┏━━
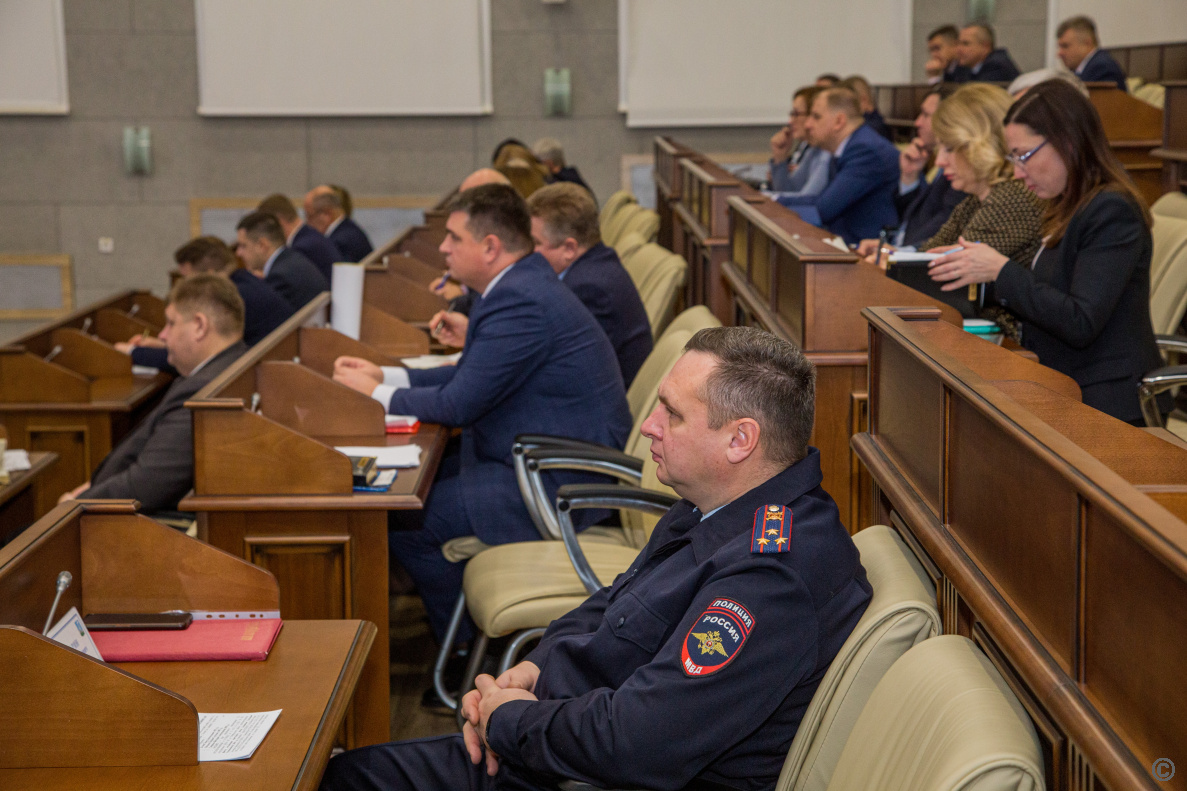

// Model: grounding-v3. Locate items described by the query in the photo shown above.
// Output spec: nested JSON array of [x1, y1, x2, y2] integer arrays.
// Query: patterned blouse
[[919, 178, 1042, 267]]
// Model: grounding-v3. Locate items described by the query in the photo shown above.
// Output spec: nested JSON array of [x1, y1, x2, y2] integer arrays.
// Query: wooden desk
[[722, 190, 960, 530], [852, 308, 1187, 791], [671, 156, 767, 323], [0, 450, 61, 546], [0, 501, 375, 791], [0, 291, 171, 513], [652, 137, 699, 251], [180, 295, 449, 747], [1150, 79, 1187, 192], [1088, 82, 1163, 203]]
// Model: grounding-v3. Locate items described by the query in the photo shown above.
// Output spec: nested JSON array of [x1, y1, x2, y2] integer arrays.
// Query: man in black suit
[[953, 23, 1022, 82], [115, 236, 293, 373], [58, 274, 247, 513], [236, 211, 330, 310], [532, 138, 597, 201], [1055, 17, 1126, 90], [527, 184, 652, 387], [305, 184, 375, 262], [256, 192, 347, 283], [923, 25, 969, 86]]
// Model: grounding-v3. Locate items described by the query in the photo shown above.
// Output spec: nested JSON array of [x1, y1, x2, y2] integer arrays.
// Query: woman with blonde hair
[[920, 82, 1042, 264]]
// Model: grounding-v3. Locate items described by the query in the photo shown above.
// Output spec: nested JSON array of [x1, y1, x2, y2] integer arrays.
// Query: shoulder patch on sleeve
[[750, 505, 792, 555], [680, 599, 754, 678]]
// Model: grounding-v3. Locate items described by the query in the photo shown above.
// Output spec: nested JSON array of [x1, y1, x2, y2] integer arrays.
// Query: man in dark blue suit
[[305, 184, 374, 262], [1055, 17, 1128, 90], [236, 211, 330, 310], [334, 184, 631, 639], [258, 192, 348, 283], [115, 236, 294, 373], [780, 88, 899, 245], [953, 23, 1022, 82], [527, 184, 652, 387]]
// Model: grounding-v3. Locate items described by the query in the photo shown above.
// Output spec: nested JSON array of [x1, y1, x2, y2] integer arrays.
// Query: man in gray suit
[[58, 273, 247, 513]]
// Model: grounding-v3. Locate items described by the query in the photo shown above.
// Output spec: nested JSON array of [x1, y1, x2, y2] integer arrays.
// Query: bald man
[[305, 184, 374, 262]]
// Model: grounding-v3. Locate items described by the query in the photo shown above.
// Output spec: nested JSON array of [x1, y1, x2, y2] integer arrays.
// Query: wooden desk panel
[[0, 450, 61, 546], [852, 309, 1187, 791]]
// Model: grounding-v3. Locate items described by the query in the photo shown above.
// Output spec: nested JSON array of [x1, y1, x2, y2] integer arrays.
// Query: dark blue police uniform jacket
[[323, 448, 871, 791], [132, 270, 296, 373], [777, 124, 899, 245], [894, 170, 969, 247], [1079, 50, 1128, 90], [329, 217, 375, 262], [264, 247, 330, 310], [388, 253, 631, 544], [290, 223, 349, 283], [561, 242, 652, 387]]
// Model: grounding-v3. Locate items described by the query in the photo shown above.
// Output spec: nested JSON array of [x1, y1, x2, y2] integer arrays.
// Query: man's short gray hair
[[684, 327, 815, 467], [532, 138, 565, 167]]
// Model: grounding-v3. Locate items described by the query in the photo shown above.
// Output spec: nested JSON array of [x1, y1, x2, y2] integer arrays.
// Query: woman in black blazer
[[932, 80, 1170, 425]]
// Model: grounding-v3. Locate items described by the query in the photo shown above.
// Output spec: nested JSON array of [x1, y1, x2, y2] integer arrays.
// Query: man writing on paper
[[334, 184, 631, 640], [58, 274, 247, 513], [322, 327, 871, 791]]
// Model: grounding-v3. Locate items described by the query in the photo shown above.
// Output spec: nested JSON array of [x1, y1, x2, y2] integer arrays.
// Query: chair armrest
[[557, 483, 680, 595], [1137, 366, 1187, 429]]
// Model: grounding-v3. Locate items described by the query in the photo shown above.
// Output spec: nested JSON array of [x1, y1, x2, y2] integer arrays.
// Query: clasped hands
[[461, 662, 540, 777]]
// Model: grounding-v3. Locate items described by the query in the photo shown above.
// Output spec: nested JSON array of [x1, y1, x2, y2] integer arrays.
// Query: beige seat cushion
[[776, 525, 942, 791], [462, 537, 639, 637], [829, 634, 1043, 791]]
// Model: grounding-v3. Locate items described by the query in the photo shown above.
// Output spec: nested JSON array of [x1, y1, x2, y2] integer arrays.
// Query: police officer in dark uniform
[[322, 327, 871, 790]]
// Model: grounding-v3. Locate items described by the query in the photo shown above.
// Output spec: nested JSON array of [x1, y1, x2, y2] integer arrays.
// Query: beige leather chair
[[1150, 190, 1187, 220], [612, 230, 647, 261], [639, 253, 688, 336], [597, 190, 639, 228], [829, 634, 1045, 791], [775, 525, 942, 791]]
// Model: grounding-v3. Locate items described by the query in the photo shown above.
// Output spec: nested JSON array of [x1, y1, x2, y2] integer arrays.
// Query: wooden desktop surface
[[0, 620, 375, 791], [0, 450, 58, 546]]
┗━━
┏━━
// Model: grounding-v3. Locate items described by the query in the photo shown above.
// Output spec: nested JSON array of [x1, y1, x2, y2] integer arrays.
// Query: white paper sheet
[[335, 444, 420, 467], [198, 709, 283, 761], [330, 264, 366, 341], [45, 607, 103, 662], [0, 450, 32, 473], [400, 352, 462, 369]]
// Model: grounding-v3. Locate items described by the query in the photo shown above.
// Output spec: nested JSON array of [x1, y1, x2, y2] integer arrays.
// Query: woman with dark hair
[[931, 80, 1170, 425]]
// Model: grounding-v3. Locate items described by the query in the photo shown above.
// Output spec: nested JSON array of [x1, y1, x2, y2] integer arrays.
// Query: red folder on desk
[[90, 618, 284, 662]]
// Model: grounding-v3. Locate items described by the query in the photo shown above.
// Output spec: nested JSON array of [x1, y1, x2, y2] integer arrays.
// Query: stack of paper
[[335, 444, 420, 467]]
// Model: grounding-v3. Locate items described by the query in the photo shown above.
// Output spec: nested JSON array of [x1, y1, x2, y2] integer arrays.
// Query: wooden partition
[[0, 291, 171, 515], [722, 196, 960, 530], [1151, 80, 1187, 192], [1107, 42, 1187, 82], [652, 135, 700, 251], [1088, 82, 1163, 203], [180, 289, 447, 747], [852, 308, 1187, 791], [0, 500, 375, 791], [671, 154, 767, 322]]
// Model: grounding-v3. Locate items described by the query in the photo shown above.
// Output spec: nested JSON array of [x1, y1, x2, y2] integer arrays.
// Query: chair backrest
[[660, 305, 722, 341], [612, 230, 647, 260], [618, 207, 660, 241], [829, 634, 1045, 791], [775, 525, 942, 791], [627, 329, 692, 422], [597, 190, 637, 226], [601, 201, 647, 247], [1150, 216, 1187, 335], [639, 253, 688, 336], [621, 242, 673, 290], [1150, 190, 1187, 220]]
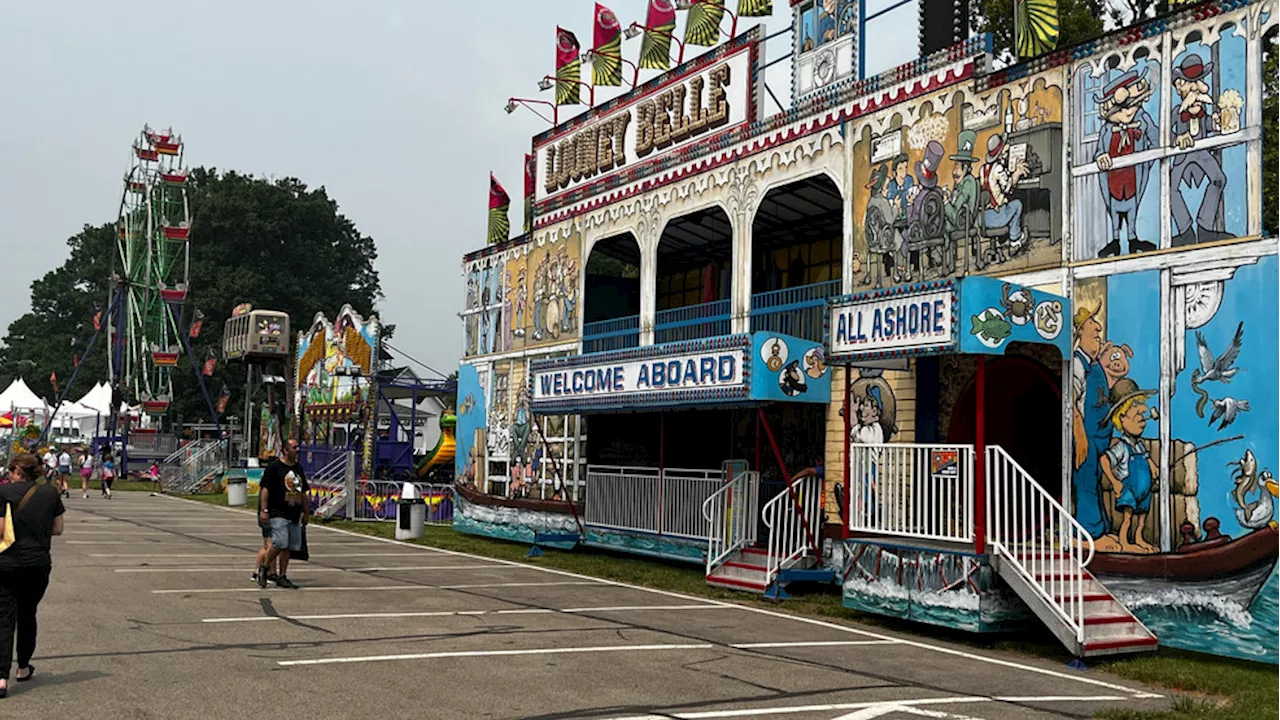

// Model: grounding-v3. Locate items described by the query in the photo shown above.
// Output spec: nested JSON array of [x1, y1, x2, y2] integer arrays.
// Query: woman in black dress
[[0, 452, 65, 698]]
┗━━
> Task instructions: From the items above, pick out and copy every line that contains the word "chair".

> Task output:
// Query: chair armrest
// Query: beige leather chair
// Query: chair backrest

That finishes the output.